Set of tasks:
**a.** Translate this sentence from the film descriptions below into Spanish: "They embark on a daring experiment, one that seeks to seize control of the reality enveloping them and reshape it according to their own vision."
**b.** According to the film descriptions below, what movement inspired Arnold Is a Model Student?
**c.** Reproduce the passage of the film descriptions below from "Closing Film: Arnold" up to and including "reality and fiction.".

Reality or Not narrates the intriguing tale of a group of high school students nestled in the northern suburbs of Paris. They embark on a daring experiment, one that seeks to seize control of the reality enveloping them and reshape it according to their own vision. The project marks the latest milestone in the extensive research journey undertaken by the artist Cécile B. Evans, spanning the entirety of their career.
Closing Film: Arnold is a Model Student
Inspired by the Bad Student movement calling for educational reform in Thailand, Arnold Is a Model Student follows the titular protagonist as he joins forces with the rebellious Bee and an underground syndicate of misfits helping students cheat on their exams. This accessible yet subversive debut feature from Sorayos Prapapan pivots deftly between moments of absurdist humour and heartfelt, urgent gestures of cinematic protest. Combining dramatic details from his own childhood with footage from contemporary news and social media, Prapapan acknowledges a continuum of generational experience and the interplay between reality and fiction.

Record set:
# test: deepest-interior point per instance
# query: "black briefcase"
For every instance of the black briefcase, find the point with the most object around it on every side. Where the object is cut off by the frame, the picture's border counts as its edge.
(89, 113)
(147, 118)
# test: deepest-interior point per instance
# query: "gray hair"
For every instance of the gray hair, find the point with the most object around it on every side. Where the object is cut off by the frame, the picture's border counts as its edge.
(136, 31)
---
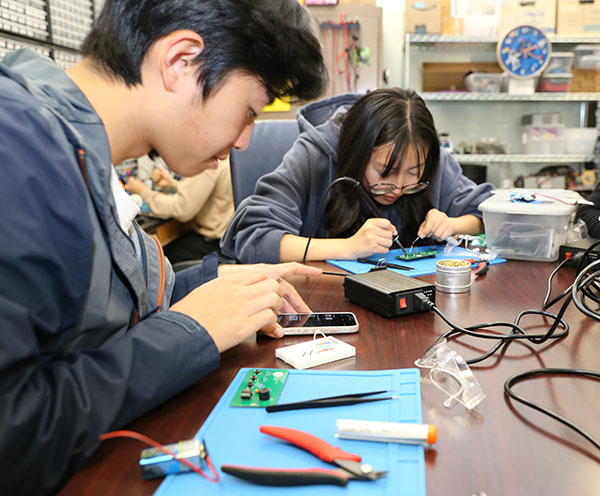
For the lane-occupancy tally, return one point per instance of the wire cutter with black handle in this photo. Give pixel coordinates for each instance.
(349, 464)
...
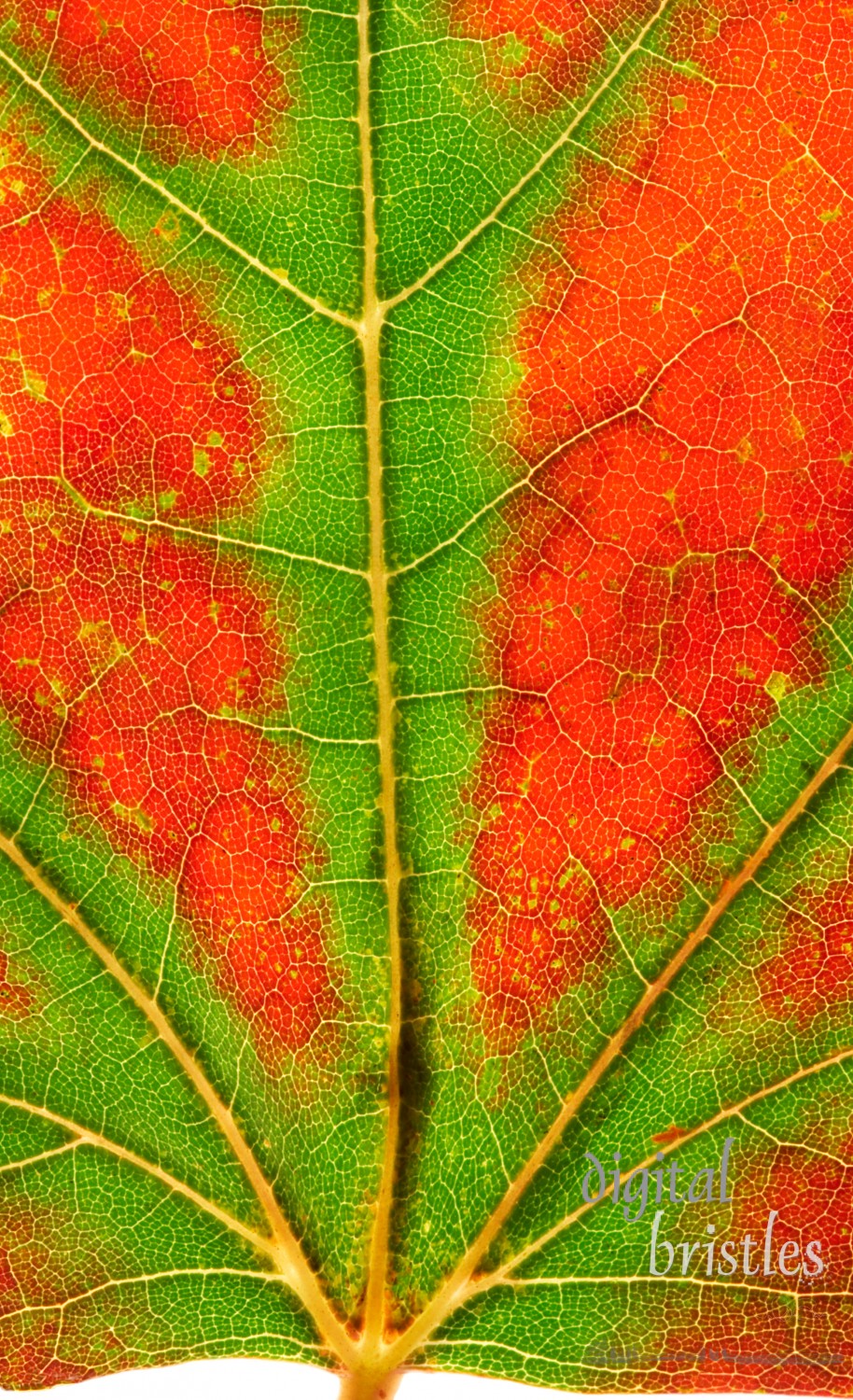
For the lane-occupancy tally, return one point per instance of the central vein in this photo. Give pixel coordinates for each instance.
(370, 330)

Solutions to the tasks:
**a.** Emprenden un experimento audaz, uno que busca tomar el control de la realidad que los rodea y remodelarla según su propia visión.

**b.** The Bad Student movement calling for educational reform in Thailand.

**c.**
Closing Film: Arnold is a Model Student
Inspired by the Bad Student movement calling for educational reform in Thailand, Arnold Is a Model Student follows the titular protagonist as he joins forces with the rebellious Bee and an underground syndicate of misfits helping students cheat on their exams. This accessible yet subversive debut feature from Sorayos Prapapan pivots deftly between moments of absurdist humour and heartfelt, urgent gestures of cinematic protest. Combining dramatic details from his own childhood with footage from contemporary news and social media, Prapapan acknowledges a continuum of generational experience and the interplay between reality and fiction.